Texte de la page -
....
Discours, propagande, recrutement : une trilogie toujours efficace

En effet, Daech est rarement à l’initiative de ses propres conflits. Au contraire, il contrôle en permanence le pouls conflictuel, recherchant les zones de troubles préexistants ou naissants, exploitant les failles. Cela a pour effet d’hybrider un objectif global — l’établissement d’un califat, les appels aux attaques contre les « ennemis de l’islam », le recrutement et le soutien financier — avec des luttes locales ou régionales, telles que l’adoption de la charia comme entité juridique ou des revendications d’indépendance. Cette hybridation des conflits permet de fonder le discours de Daech qui peut ainsi présenter ses « soldats » comme des combattants de la liberté, des « croisés » désireux de venger les torts et de défendre leurs frères de foi, promoteurs des causes islamiques. En concevant ce récit comme un moyen défensif de protection et de promotion des droits des musulmans, et en s’intégrant dans une myriade de conflits existants et émergents, Daech a pu développer ses actions terroristes comme des actes préservant son expression et son identité religieuses tout en mettant à mal les ennemis de sa version de l’islam. Ce faisant, Daech internationalise le conflit régional auquel il prend part, tandis que sa lutte mondiale adopte une mythologie et une importance régionales. Les deux conflits deviennent ainsi inextricablement liés.
Tout comme pour son discours, Daech apporte également un grand soin à l’architecture de sa propagande, en particulier avec sa vidéographie, dont la production et la diffusion sont aussi essentielles à une guerre sainte que les actes terroristes eux-mêmes. Les propagandistes ont reçu l’ordre de mettre tout en scène, par exemple, la hiérarchisation des imams au-dessus des soldats, ainsi que les angles de prise de vues cinématographiques. Les enseignants religieux doivent être représentés au-dessus du champ de vision des combattants. Il doit y avoir des livres dans chaque image, impliquant l’intellect et le caractère religieux du groupe. Des bouteilles d’eau à moitié vides doivent symboliser le temps investi dans chaque exposé religieux — une célébration de leur piété et de leur dévotion. Ce niveau d’attention aux détails permet à Daech de produire du matériel de recrutement visuel très efficace et très ciblé. Cela fait partie intégrante de la menace majeure que Daech représenta et représente toujours pour l’Occident.
....
Travail à faire -
1. Relevez, dans le texte sur la propagande de Daech, tous les éléments qui composent l'objectif global du groupe.
2. Poursuivez le texte sur la propagande de Daech à partir de sa dernière phrase.
Les lignes n'ont aucun lien avec le texte sur la propagande de Daech.
....
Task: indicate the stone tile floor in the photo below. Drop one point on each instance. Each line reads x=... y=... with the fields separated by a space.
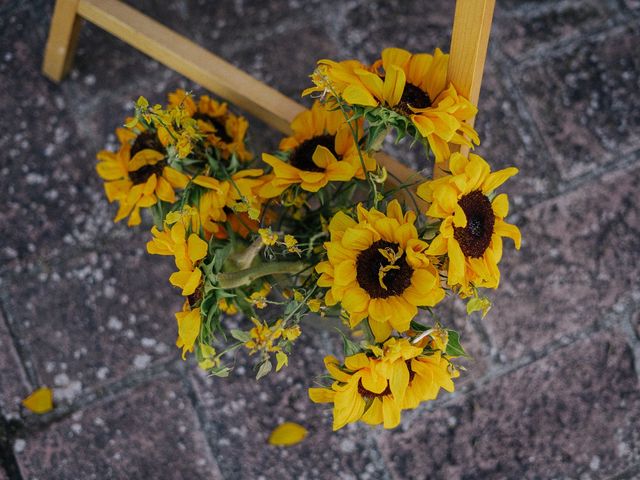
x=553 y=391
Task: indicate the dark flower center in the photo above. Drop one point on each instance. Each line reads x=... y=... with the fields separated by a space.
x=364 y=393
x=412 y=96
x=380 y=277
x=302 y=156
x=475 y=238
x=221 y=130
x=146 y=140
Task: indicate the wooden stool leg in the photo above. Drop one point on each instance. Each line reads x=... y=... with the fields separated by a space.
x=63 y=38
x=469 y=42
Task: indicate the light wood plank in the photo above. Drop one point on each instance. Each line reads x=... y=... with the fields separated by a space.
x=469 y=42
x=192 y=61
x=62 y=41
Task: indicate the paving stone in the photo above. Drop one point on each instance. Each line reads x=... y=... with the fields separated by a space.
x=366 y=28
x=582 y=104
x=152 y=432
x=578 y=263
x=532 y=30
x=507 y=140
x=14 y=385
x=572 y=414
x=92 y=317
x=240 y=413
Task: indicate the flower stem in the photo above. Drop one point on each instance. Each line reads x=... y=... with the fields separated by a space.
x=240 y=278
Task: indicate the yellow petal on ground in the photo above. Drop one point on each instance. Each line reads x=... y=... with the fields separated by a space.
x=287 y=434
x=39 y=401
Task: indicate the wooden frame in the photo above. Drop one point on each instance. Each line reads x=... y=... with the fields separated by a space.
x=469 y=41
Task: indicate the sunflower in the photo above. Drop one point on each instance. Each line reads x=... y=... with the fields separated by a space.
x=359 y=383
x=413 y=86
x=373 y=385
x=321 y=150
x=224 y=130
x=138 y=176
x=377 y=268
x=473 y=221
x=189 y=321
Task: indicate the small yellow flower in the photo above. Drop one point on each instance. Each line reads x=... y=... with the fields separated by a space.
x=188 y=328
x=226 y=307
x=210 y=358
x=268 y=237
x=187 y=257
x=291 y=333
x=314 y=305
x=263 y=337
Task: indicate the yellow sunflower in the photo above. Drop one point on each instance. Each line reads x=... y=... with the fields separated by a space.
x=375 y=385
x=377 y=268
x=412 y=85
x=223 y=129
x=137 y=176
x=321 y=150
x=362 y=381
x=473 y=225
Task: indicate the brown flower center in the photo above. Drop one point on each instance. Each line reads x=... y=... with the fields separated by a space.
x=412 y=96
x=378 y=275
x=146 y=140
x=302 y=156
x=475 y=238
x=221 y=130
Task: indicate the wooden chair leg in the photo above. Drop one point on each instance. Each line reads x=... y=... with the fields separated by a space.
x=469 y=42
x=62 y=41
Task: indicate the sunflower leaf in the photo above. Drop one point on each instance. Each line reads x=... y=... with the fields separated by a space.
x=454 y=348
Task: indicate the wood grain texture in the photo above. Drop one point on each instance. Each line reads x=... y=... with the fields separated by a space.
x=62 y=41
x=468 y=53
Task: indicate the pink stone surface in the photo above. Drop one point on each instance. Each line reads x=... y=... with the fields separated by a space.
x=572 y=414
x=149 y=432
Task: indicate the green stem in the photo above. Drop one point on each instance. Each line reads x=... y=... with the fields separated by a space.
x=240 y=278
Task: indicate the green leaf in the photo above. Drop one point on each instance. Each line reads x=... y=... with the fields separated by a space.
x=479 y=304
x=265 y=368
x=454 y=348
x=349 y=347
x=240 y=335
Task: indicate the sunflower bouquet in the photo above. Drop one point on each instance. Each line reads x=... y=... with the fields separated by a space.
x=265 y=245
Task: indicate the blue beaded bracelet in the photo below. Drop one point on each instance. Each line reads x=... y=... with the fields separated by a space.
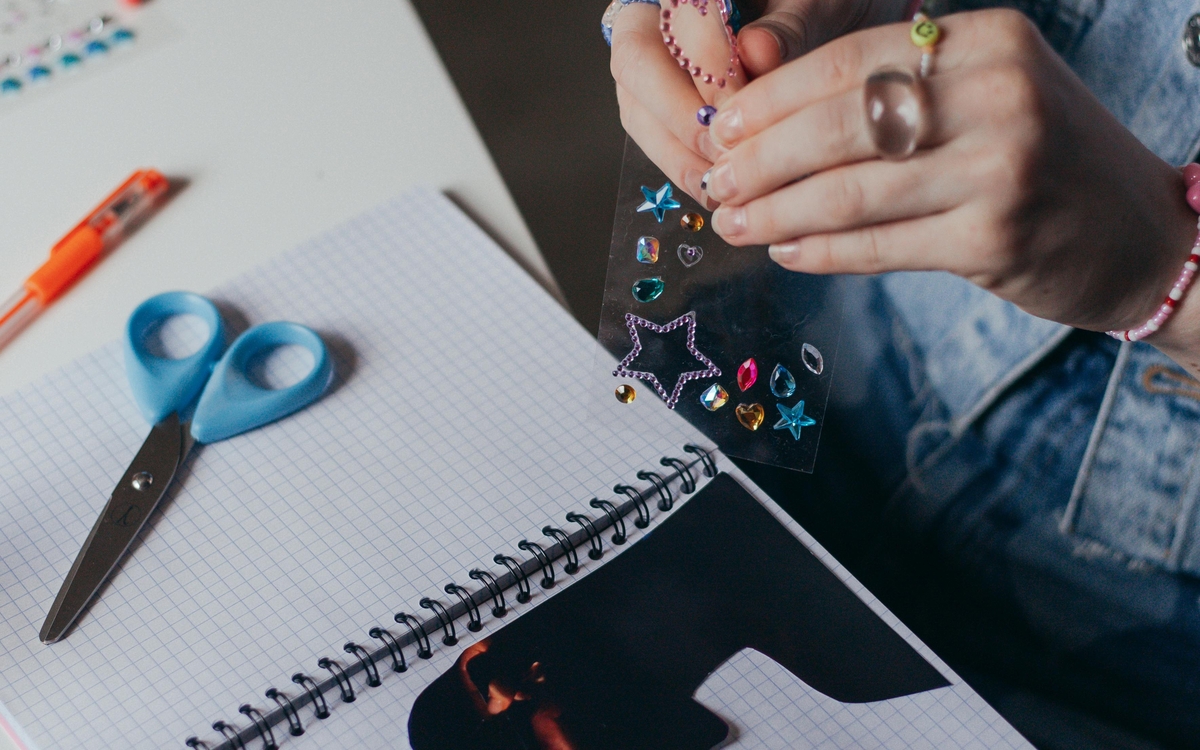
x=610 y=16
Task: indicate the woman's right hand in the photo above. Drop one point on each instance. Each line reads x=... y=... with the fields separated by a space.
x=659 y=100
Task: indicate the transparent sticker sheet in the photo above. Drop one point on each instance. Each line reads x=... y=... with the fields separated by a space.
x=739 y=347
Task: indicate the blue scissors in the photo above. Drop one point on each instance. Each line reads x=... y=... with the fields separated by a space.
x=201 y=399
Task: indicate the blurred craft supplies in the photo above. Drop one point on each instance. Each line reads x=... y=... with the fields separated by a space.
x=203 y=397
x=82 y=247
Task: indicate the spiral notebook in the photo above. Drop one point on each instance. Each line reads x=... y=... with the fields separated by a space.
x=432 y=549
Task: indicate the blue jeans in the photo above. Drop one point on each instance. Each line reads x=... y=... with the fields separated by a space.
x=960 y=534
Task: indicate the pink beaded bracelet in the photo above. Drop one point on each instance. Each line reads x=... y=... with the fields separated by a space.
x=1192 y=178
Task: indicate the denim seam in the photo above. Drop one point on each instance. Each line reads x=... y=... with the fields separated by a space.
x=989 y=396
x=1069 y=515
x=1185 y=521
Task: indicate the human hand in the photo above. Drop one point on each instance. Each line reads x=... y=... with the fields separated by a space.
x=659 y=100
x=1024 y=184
....
Corrigé de l'exercice -
1. L'établissement d'un califat, les appels aux attaques contre les « ennemis de l'islam », le recrutement et le soutien financier.

2.
Confrontés à la perte de leur sanctuaire territorial, les leaders de Daech — stratèges et dirigeants — ont été encouragés à élaborer leurs propres plans financiers et militaires, se focalisant sur le recrutement en ligne et la diffusion de matériel idéologique. En associant l’hybridation de conflits locaux et mondiaux à une propagande spécifique, ciblée et efficace, l’EI a été en mesure d’inspirer la violence et les actes terroristes sans aucun investissement direct dans les auteurs. Daech est dangereux dans sa capacité à planter les graines de la radicalisation à distance, influençant un individu à travers quelque chose d’aussi passif qu’une vidéo en ligne ou des communiqués de presse sur un canal Telegram. Sa capacité à militariser la communication et à utiliser l’information comme une arme est inégalée. L’efficacité de la propagande transmise dans ces conditions de grande autonomie se mesure à l’aune du nombre d’allégeances individuelles et régionales à Daech ainsi qu’au nombre d’attaques qu’elle a inspirées, le tout ayant un impact et une influence politiques considérables. Dans ce domaine, Daech n’a pas moins d’impact aujourd’hui qu’à son apogée territoriale en 2015, d’autant plus que les guerres et les conflits sur les théâtres où le groupe est présent persistent, sans qu’aucune solution ne soit en vue.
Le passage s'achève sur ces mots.